(Data drawn from a collection)
▬▬▬▬▬▬▬▬▬▬
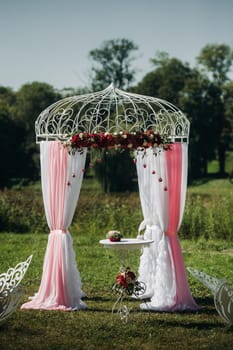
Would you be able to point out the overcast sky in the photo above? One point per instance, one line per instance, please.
(49, 40)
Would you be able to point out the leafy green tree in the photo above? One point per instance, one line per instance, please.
(167, 80)
(12, 136)
(112, 63)
(217, 60)
(227, 132)
(200, 100)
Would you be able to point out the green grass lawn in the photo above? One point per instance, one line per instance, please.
(96, 327)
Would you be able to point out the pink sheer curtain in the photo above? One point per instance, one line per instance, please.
(62, 174)
(175, 161)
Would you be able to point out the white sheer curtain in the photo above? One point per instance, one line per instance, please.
(156, 264)
(61, 176)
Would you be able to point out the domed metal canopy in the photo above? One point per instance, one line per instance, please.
(113, 111)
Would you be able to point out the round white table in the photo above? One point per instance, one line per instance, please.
(122, 249)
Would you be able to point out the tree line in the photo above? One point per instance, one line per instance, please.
(204, 93)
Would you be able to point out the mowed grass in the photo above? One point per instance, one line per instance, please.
(97, 327)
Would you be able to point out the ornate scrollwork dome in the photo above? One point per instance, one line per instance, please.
(111, 110)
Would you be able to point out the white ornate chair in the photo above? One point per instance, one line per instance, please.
(223, 293)
(11, 291)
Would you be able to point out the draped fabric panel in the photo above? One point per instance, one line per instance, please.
(162, 182)
(61, 177)
(176, 160)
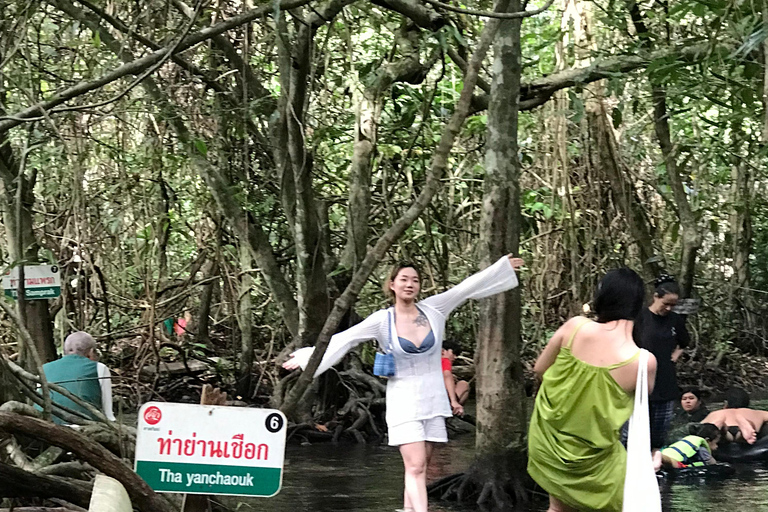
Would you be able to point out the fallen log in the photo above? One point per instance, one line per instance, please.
(142, 496)
(17, 483)
(38, 509)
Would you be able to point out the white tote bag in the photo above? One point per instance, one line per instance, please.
(641, 489)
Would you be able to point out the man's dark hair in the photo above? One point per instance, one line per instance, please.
(694, 391)
(619, 296)
(666, 284)
(736, 398)
(708, 431)
(451, 344)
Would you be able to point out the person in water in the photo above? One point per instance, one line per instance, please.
(663, 333)
(588, 372)
(417, 402)
(693, 450)
(458, 391)
(737, 420)
(693, 406)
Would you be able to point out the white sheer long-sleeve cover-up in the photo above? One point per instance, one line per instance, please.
(417, 391)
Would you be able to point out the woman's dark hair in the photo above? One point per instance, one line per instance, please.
(666, 284)
(619, 296)
(393, 274)
(737, 398)
(708, 431)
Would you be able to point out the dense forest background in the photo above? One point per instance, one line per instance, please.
(236, 163)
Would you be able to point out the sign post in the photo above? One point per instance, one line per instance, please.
(209, 449)
(40, 282)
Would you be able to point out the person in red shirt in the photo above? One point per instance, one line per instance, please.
(457, 391)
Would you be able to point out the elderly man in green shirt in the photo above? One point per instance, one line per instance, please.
(79, 373)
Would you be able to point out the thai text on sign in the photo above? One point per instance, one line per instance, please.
(40, 282)
(205, 449)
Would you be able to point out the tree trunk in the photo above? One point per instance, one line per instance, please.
(38, 319)
(501, 414)
(691, 237)
(439, 163)
(623, 191)
(203, 322)
(245, 322)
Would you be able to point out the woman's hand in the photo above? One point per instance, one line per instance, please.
(299, 359)
(292, 363)
(516, 262)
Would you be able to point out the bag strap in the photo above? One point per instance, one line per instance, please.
(390, 319)
(577, 329)
(641, 384)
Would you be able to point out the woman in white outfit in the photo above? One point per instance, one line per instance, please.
(417, 402)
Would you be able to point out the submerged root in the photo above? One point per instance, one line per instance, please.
(493, 483)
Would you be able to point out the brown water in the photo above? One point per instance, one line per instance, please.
(328, 478)
(347, 477)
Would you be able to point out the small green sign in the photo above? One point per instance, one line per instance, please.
(211, 449)
(210, 478)
(40, 282)
(50, 292)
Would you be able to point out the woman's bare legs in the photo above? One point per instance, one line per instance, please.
(556, 505)
(462, 391)
(415, 458)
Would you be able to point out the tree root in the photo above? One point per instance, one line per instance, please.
(498, 482)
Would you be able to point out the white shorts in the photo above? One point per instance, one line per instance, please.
(432, 429)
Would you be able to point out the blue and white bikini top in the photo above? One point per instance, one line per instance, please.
(408, 346)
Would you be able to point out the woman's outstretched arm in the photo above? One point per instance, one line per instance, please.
(341, 343)
(497, 278)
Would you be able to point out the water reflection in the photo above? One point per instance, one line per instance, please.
(328, 478)
(345, 477)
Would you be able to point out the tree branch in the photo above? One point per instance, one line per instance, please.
(139, 65)
(431, 186)
(491, 14)
(142, 496)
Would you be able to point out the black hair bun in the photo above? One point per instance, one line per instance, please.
(664, 279)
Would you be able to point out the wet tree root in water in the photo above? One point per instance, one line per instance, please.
(17, 483)
(39, 509)
(493, 483)
(142, 496)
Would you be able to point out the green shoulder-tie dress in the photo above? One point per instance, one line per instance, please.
(574, 451)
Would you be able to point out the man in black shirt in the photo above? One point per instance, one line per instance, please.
(662, 333)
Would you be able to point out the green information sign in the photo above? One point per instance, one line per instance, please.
(40, 282)
(206, 449)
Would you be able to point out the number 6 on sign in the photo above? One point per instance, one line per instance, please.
(207, 449)
(275, 422)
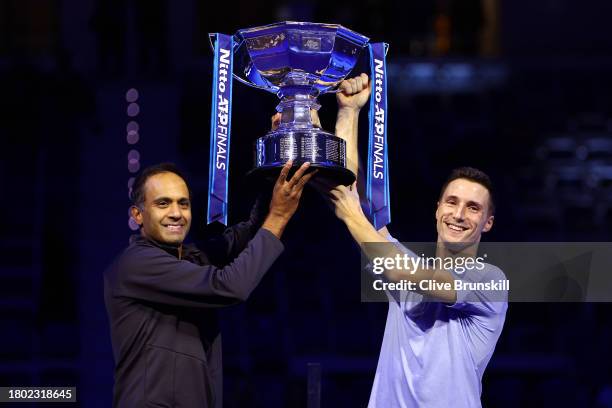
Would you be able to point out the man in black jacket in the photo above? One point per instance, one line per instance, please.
(161, 295)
▬▬▬▬▬▬▬▬▬▬
GOAL OF THE EXERCISE:
Please write out the lines of the records above as a numbered list, skipping any blank lines. Leave the pictures out of your answer.

RESPONSE BELOW:
1. Would you be able to point out the overcast sky in the photo above? One point per instance, one line per instance, please.
2. (49, 40)
3. Would you be able to point out the leafy green tree in the photo above? One point per instance, one line per instance, please.
4. (167, 80)
5. (12, 136)
6. (112, 63)
7. (217, 60)
8. (227, 132)
9. (200, 100)
10. Would you be able to point out the green grass lawn in the photo above? One point per instance, one line per instance, please.
11. (96, 327)
12. Would you be able to point out the pink sheer curtain in the photo above? One point per instance, one line per instance, please.
13. (62, 174)
14. (175, 161)
15. Would you be able to point out the white sheer curtain in the photo above? One point per instance, one line per instance, please.
16. (156, 264)
17. (61, 176)
18. Would you be able to point out the domed metal canopy in the photo above? One point per instance, one line per instance, please.
19. (113, 111)
20. Would you be able to point out the round white table in the photo above? One point per instance, one line per instance, please.
21. (122, 249)
22. Would you be able to point out the tree line in the photo above? One point per instance, one line per instance, please.
23. (204, 93)
24. Would you be able to point out the mowed grass in the photo above? One point per instance, one line per instance, please.
25. (97, 327)
26. Would you be able to point out the ornate scrollwork dome in the photo above? One point per instance, one line per instance, please.
27. (111, 110)
28. Would you be able to point out the white ornate chair in the photo above? One point per instance, one line per instance, please.
29. (223, 293)
30. (11, 291)
31. Would you be able to point out the draped fabric panel in the photo above? One point per instance, one line per instance, please.
32. (162, 182)
33. (61, 177)
34. (176, 160)
35. Would you be able to point out the fallen log in the photo above? One point per instance, one line per instance, please.
36. (142, 496)
37. (17, 483)
38. (38, 509)
39. Would you be able to point out the white tote bag in the photo above? One point per instance, one line per instance, please.
40. (641, 489)
41. Would you be able to point out the man's dark hair in the photo above? One point per instance, one line per instance, please.
42. (694, 391)
43. (619, 296)
44. (666, 284)
45. (736, 398)
46. (708, 431)
47. (451, 344)
48. Would you be able to point out the person in water in the photo above? One point per instance, one line per instance, please.
49. (663, 333)
50. (588, 372)
51. (417, 402)
52. (693, 450)
53. (458, 391)
54. (737, 420)
55. (693, 406)
56. Would you be able to point out the white sheer long-sleeve cover-up in the photo above? One point per instance, one line per instance, please.
57. (417, 391)
58. Would you be able to point out the woman's dark hair in the photo above? One point per instance, one line per instance, please.
59. (666, 284)
60. (619, 296)
61. (393, 274)
62. (737, 398)
63. (708, 431)
64. Would you be able to point out the dense forest background in the photo above? One point per instance, one line per instance, please.
65. (236, 163)
66. Would you be able to point out the sign post in the photo above? One point per instance, one line per instance, please.
67. (209, 449)
68. (40, 282)
69. Would you be able to point out the person in red shirt in the photo above? One point per instance, one line per instance, please.
70. (457, 391)
71. Would you be able to point out the elderly man in green shirt in the photo above? One point per instance, one line per instance, please.
72. (79, 373)
73. Would you be able to point out the thai text on sign in the photo above? One point per instance, one line per instance, please.
74. (40, 282)
75. (205, 449)
76. Would you be able to point out the tree trunk in the photo above? One point per instance, one line per instance, please.
77. (38, 319)
78. (501, 414)
79. (691, 237)
80. (439, 163)
81. (623, 191)
82. (203, 322)
83. (245, 322)
84. Would you be able to point out the woman's hand in the photo above? One point per instance, one line per instance, please.
85. (299, 359)
86. (292, 363)
87. (516, 262)
88. Would you be able to point out the bag strap in the photo above? One point per instance, one line per instance, please.
89. (390, 319)
90. (577, 329)
91. (641, 384)
92. Would you be able to point out the woman in white outfit in the photo above? One point per instance, one line per instance, please.
93. (417, 402)
94. Would you be able to point out the submerged root in the photo above? One point per instance, one line per instance, please.
95. (493, 483)
96. Would you be able to point out the brown water in the photo above? One point per instance, one line per instance, please.
97. (328, 478)
98. (347, 477)
99. Would you be able to point out the small green sign in the photo above? One point per instance, one line per instance, please.
100. (211, 449)
101. (210, 478)
102. (40, 282)
103. (50, 292)
104. Would you be able to point out the woman's bare legs in the photo above? One point per instance, one line per instance, please.
105. (556, 505)
106. (462, 391)
107. (415, 458)
108. Would you be able to point out the tree root in the photo above? One point per instance, one line per instance, please.
109. (498, 482)
110. Would you be able to point out the white shorts in the photo above? One point per instance, one line per instance, please.
111. (432, 429)
112. Would you be able to point out the blue and white bikini top in the photo above? One point per instance, one line per instance, please.
113. (408, 346)
114. Would you be able to point out the woman's outstretched arm in the photo above? One point per instance, one line per instance, please.
115. (341, 343)
116. (497, 278)
117. Would you be able to point out the water reflection in the photo above? One point per instance, one line per instance, please.
118. (328, 478)
119. (345, 477)
120. Would you be able to point out the tree branch in the photo above? One point per instance, one line per instance, please.
121. (139, 65)
122. (431, 186)
123. (491, 14)
124. (142, 496)
125. Would you be able to point out the black hair bun in the photo above? One point per instance, one line per instance, please.
126. (664, 279)
127. Would you be able to point out the wet tree root in water in the photo above? One point per instance, one line per instance, please.
128. (17, 483)
129. (39, 509)
130. (493, 483)
131. (142, 496)
132. Would you be able to point out the green shoulder-tie dress in the photo above? One point per instance, one line per instance, please.
133. (574, 451)
134. Would you be able to point out the man in black shirt in the photo above? One point per instance, one line per instance, please.
135. (662, 333)
136. Would you be able to point out the green information sign in the photo above? One point per instance, one line per instance, please.
137. (40, 282)
138. (206, 449)
139. Would you be able to point out the number 6 on sign in the photo above? One point per instance, one line per instance, please.
140. (207, 449)
141. (275, 422)
142. Would you be able to point out the man in black jacket in the photo above? One point per instance, one line per instance, please.
143. (161, 295)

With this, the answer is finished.